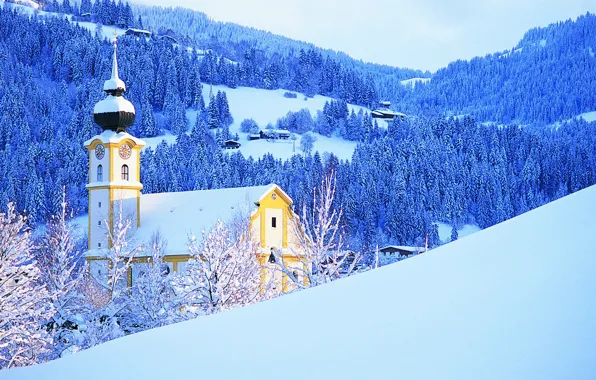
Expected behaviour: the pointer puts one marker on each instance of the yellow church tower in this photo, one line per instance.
(114, 164)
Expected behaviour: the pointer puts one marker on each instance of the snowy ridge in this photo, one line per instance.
(412, 81)
(513, 301)
(267, 106)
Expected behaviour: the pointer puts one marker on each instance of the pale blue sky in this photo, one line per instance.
(421, 34)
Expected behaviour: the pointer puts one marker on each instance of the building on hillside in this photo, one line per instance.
(114, 192)
(275, 134)
(231, 144)
(138, 32)
(168, 38)
(383, 112)
(393, 253)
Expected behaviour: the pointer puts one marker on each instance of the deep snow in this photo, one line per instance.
(513, 301)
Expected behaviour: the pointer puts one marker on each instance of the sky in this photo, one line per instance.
(420, 34)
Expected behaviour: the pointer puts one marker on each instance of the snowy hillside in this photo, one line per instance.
(267, 106)
(513, 301)
(412, 81)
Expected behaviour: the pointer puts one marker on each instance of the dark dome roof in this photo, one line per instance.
(114, 112)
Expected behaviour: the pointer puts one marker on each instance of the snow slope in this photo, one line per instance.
(107, 31)
(412, 81)
(267, 106)
(445, 231)
(514, 301)
(588, 116)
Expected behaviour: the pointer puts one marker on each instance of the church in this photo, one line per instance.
(114, 192)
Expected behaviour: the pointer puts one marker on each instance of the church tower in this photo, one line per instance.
(114, 165)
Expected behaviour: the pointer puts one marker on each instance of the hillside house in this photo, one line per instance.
(275, 134)
(392, 253)
(231, 144)
(138, 32)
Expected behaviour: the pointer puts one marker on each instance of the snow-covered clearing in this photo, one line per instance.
(412, 81)
(513, 301)
(267, 106)
(107, 31)
(445, 231)
(588, 116)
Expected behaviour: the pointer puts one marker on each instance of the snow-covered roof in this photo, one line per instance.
(113, 104)
(111, 137)
(134, 30)
(381, 111)
(181, 214)
(403, 248)
(514, 301)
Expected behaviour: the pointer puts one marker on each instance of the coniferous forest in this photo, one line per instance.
(400, 181)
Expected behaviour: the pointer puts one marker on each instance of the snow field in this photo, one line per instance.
(513, 301)
(267, 106)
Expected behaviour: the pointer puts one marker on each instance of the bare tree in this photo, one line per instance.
(223, 272)
(319, 242)
(24, 305)
(61, 272)
(152, 301)
(103, 320)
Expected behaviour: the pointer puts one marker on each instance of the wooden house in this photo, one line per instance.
(231, 144)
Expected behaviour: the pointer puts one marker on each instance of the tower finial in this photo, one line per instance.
(115, 60)
(114, 112)
(114, 85)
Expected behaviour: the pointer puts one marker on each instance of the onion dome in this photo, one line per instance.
(114, 112)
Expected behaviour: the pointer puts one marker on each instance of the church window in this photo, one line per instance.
(125, 172)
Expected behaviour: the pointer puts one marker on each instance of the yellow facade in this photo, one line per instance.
(269, 234)
(116, 189)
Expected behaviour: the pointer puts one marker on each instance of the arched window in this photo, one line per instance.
(125, 172)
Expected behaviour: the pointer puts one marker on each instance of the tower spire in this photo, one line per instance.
(114, 85)
(115, 61)
(114, 112)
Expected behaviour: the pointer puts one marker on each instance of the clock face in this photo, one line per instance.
(100, 151)
(124, 151)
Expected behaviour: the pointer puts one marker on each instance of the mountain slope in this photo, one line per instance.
(512, 301)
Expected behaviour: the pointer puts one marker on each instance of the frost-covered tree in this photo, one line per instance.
(103, 318)
(152, 302)
(223, 272)
(61, 271)
(24, 301)
(321, 244)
::::
# Work instructions
Copy exactly the lines from the one containing "of the wooden" through the last line of the records, both included, and nothing else.

# Solution to the exercise
Expected behaviour: the pointer puts one marker on each instance of the wooden house in this photo, one line per instance.
(231, 144)
Expected behaviour: the pointer puts one marker on each instance of the tower finial in this photo, one line per instance.
(115, 60)
(114, 112)
(114, 85)
Expected behaviour: the pointer puts one marker on each instance of the onion dome in this photo, one line per instance.
(114, 112)
Expected behaviour: the pointer puts one marker on each instance of the church window in this photo, one line per instance.
(125, 172)
Expected behaviour: the pointer puts one marker on each instance of the yellow facade in this photo, one line per instance.
(269, 234)
(116, 189)
Expected behaviour: the pointer puts one marker on each instance of the arched window in this photo, one line per instance.
(125, 172)
Expected behaviour: the pointer puts one marker on each instance of the tower spire in this photo, one line per instance.
(114, 85)
(115, 61)
(114, 112)
Expected behaviour: the pointer puts one marker on each instance of the clock face in this photo, one line per instance.
(100, 151)
(124, 151)
Expected behaviour: the pointer puts one marker on each instance of the mountain slope in this photo, one line per instance.
(512, 301)
Expected behaviour: the pointer puts one marker on each instance of the frost-covered tree in this photo, one line per instance.
(103, 318)
(152, 302)
(223, 272)
(61, 271)
(24, 301)
(321, 244)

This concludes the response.